**Exercise requirements**
Reproduce every line of the records below, requests included, and offset each coordinate in the answers by adding 129 to it.

━━ Information shown ━━

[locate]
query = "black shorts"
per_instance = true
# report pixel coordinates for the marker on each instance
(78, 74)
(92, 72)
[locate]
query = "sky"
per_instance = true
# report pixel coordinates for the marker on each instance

━━━

**Answer to this exercise**
[locate]
query = "black shorts"
per_instance = true
# report pixel coordinates for the marker on each instance
(207, 203)
(221, 201)
[locate]
query = "sky"
per_instance = true
# report pixel coordinates for the marker on each instance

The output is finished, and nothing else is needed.